■ Your goal
Recast as a numbered list the lines of the records starting at the line containing "Detect the black" and ending at the line containing "xmin=259 ymin=103 xmax=293 ymax=213", both included, leaving out blank lines.

■ Dataset records
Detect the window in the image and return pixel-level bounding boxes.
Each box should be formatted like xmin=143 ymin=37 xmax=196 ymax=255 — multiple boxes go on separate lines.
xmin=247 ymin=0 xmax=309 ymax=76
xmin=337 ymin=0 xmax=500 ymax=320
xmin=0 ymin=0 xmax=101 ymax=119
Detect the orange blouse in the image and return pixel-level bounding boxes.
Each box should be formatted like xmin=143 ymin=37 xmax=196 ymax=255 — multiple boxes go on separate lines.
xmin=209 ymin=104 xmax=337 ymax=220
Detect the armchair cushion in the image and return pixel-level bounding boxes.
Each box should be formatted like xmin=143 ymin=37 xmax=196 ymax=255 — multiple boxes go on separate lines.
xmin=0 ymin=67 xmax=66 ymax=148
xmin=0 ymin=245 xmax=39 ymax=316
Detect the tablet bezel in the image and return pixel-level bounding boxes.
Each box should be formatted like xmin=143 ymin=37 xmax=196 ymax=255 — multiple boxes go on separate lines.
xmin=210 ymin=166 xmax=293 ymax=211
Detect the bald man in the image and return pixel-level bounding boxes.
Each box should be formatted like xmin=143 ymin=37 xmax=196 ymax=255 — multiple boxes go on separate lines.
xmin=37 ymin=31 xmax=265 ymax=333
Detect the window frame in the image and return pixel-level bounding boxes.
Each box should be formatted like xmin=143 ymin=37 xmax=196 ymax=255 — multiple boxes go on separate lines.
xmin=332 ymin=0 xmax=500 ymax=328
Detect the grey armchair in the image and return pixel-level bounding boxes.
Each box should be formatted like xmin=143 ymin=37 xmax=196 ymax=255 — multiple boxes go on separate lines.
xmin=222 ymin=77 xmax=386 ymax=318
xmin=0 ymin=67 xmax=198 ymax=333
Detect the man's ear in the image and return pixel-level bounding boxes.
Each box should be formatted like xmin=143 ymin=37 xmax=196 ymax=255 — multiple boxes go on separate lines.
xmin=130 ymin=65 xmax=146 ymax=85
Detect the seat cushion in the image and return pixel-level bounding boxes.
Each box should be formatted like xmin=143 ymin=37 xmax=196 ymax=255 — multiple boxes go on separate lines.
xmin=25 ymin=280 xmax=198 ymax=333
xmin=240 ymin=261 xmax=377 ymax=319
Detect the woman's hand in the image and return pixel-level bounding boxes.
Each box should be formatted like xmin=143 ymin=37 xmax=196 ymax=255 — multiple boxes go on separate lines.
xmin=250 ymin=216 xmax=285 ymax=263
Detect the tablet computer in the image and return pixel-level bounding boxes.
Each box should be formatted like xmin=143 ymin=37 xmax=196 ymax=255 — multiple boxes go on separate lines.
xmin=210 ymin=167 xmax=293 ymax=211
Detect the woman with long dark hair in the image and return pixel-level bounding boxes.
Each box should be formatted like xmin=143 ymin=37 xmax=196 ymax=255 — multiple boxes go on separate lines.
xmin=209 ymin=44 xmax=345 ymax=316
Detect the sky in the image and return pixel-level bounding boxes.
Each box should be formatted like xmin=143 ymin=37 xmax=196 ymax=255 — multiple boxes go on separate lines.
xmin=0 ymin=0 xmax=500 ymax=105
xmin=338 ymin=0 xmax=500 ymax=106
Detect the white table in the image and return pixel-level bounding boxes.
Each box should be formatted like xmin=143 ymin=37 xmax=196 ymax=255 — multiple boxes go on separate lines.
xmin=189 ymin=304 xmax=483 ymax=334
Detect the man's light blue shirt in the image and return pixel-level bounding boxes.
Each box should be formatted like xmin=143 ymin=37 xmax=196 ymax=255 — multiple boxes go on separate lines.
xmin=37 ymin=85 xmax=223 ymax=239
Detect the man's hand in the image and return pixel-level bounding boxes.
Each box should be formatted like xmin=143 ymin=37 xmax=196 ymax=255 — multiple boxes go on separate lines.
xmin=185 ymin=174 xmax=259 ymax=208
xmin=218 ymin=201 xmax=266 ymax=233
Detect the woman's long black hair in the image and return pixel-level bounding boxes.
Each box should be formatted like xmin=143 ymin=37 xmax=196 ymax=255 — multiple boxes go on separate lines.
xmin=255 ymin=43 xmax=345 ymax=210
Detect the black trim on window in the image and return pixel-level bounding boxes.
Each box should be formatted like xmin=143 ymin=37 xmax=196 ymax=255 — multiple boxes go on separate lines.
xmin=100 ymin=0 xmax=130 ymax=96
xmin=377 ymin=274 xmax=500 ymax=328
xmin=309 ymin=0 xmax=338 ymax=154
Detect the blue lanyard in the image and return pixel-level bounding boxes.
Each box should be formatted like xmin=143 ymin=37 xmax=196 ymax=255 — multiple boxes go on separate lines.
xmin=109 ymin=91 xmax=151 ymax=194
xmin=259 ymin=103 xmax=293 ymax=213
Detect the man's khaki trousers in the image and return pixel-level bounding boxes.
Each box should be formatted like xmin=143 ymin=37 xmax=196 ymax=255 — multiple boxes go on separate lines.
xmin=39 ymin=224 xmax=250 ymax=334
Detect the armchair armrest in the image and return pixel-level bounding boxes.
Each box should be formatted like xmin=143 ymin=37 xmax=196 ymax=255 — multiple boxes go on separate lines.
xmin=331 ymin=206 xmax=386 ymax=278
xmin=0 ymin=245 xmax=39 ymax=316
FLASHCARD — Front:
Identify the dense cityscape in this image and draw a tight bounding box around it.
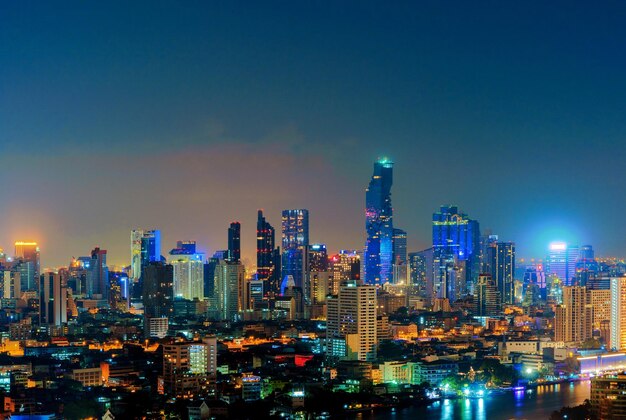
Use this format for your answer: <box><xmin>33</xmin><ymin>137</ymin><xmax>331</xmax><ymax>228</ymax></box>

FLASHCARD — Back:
<box><xmin>0</xmin><ymin>158</ymin><xmax>626</xmax><ymax>419</ymax></box>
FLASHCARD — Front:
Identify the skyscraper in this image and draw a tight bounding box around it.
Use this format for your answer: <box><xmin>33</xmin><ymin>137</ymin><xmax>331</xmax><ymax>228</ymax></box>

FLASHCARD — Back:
<box><xmin>86</xmin><ymin>247</ymin><xmax>109</xmax><ymax>300</ymax></box>
<box><xmin>214</xmin><ymin>260</ymin><xmax>246</xmax><ymax>321</ymax></box>
<box><xmin>281</xmin><ymin>209</ymin><xmax>309</xmax><ymax>289</ymax></box>
<box><xmin>547</xmin><ymin>242</ymin><xmax>580</xmax><ymax>286</ymax></box>
<box><xmin>142</xmin><ymin>261</ymin><xmax>174</xmax><ymax>337</ymax></box>
<box><xmin>364</xmin><ymin>158</ymin><xmax>393</xmax><ymax>284</ymax></box>
<box><xmin>326</xmin><ymin>281</ymin><xmax>378</xmax><ymax>361</ymax></box>
<box><xmin>13</xmin><ymin>241</ymin><xmax>41</xmax><ymax>291</ymax></box>
<box><xmin>228</xmin><ymin>222</ymin><xmax>241</xmax><ymax>262</ymax></box>
<box><xmin>490</xmin><ymin>242</ymin><xmax>516</xmax><ymax>305</ymax></box>
<box><xmin>433</xmin><ymin>206</ymin><xmax>480</xmax><ymax>298</ymax></box>
<box><xmin>608</xmin><ymin>277</ymin><xmax>626</xmax><ymax>351</ymax></box>
<box><xmin>256</xmin><ymin>210</ymin><xmax>281</xmax><ymax>293</ymax></box>
<box><xmin>39</xmin><ymin>272</ymin><xmax>67</xmax><ymax>326</ymax></box>
<box><xmin>168</xmin><ymin>241</ymin><xmax>205</xmax><ymax>300</ymax></box>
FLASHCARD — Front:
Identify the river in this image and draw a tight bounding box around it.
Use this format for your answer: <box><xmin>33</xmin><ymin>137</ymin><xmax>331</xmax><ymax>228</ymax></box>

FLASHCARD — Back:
<box><xmin>356</xmin><ymin>381</ymin><xmax>591</xmax><ymax>420</ymax></box>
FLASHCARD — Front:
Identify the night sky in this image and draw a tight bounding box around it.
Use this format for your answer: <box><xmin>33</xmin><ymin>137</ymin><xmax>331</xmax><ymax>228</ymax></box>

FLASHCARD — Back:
<box><xmin>0</xmin><ymin>1</ymin><xmax>626</xmax><ymax>266</ymax></box>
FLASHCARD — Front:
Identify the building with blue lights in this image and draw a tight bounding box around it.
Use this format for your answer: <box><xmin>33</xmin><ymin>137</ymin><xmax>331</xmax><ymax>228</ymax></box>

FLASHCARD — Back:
<box><xmin>281</xmin><ymin>209</ymin><xmax>309</xmax><ymax>289</ymax></box>
<box><xmin>364</xmin><ymin>158</ymin><xmax>393</xmax><ymax>284</ymax></box>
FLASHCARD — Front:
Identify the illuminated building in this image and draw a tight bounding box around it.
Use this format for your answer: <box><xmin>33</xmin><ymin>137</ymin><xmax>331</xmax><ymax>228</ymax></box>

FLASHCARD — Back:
<box><xmin>326</xmin><ymin>281</ymin><xmax>378</xmax><ymax>361</ymax></box>
<box><xmin>142</xmin><ymin>262</ymin><xmax>174</xmax><ymax>337</ymax></box>
<box><xmin>228</xmin><ymin>222</ymin><xmax>241</xmax><ymax>263</ymax></box>
<box><xmin>256</xmin><ymin>210</ymin><xmax>281</xmax><ymax>293</ymax></box>
<box><xmin>214</xmin><ymin>260</ymin><xmax>246</xmax><ymax>321</ymax></box>
<box><xmin>168</xmin><ymin>241</ymin><xmax>205</xmax><ymax>300</ymax></box>
<box><xmin>39</xmin><ymin>272</ymin><xmax>67</xmax><ymax>326</ymax></box>
<box><xmin>86</xmin><ymin>247</ymin><xmax>109</xmax><ymax>300</ymax></box>
<box><xmin>433</xmin><ymin>206</ymin><xmax>480</xmax><ymax>301</ymax></box>
<box><xmin>329</xmin><ymin>249</ymin><xmax>361</xmax><ymax>295</ymax></box>
<box><xmin>554</xmin><ymin>286</ymin><xmax>593</xmax><ymax>343</ymax></box>
<box><xmin>609</xmin><ymin>277</ymin><xmax>626</xmax><ymax>351</ymax></box>
<box><xmin>590</xmin><ymin>375</ymin><xmax>626</xmax><ymax>420</ymax></box>
<box><xmin>15</xmin><ymin>241</ymin><xmax>41</xmax><ymax>282</ymax></box>
<box><xmin>587</xmin><ymin>289</ymin><xmax>611</xmax><ymax>330</ymax></box>
<box><xmin>547</xmin><ymin>242</ymin><xmax>580</xmax><ymax>286</ymax></box>
<box><xmin>309</xmin><ymin>271</ymin><xmax>330</xmax><ymax>305</ymax></box>
<box><xmin>308</xmin><ymin>244</ymin><xmax>328</xmax><ymax>271</ymax></box>
<box><xmin>490</xmin><ymin>242</ymin><xmax>516</xmax><ymax>305</ymax></box>
<box><xmin>364</xmin><ymin>158</ymin><xmax>393</xmax><ymax>284</ymax></box>
<box><xmin>474</xmin><ymin>274</ymin><xmax>502</xmax><ymax>316</ymax></box>
<box><xmin>281</xmin><ymin>209</ymin><xmax>309</xmax><ymax>298</ymax></box>
<box><xmin>163</xmin><ymin>337</ymin><xmax>217</xmax><ymax>398</ymax></box>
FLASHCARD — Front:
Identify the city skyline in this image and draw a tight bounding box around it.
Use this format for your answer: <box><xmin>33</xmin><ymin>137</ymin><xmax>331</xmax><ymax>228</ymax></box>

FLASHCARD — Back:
<box><xmin>0</xmin><ymin>2</ymin><xmax>626</xmax><ymax>266</ymax></box>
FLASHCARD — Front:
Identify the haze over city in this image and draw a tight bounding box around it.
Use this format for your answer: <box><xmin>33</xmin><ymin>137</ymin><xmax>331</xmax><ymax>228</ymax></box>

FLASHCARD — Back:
<box><xmin>0</xmin><ymin>2</ymin><xmax>626</xmax><ymax>266</ymax></box>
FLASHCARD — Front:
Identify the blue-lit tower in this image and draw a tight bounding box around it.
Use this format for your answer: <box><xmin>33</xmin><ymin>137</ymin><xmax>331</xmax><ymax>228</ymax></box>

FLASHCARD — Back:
<box><xmin>364</xmin><ymin>158</ymin><xmax>393</xmax><ymax>284</ymax></box>
<box><xmin>433</xmin><ymin>206</ymin><xmax>480</xmax><ymax>298</ymax></box>
<box><xmin>281</xmin><ymin>209</ymin><xmax>309</xmax><ymax>290</ymax></box>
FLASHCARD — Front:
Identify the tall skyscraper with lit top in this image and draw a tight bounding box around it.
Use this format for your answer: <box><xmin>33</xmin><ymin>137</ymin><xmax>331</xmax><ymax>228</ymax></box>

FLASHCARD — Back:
<box><xmin>282</xmin><ymin>209</ymin><xmax>309</xmax><ymax>289</ymax></box>
<box><xmin>364</xmin><ymin>158</ymin><xmax>393</xmax><ymax>284</ymax></box>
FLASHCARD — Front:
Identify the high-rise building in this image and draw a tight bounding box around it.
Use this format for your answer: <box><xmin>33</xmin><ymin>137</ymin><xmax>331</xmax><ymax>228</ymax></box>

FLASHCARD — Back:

■ Exercise solution
1. Detect the black trim on window in the image and return pixel-level bounding boxes.
2. Each box should be formatted like xmin=143 ymin=37 xmax=196 ymax=255 — multiple boxes go on separate lines.
3. xmin=100 ymin=0 xmax=130 ymax=96
4. xmin=377 ymin=274 xmax=500 ymax=328
5. xmin=309 ymin=0 xmax=338 ymax=154
6. Detect the blue lanyard in the image and return pixel-level bounding boxes.
7. Each box should be formatted like xmin=143 ymin=37 xmax=196 ymax=255 — multiple boxes go on separate lines.
8. xmin=109 ymin=91 xmax=151 ymax=194
9. xmin=259 ymin=103 xmax=293 ymax=213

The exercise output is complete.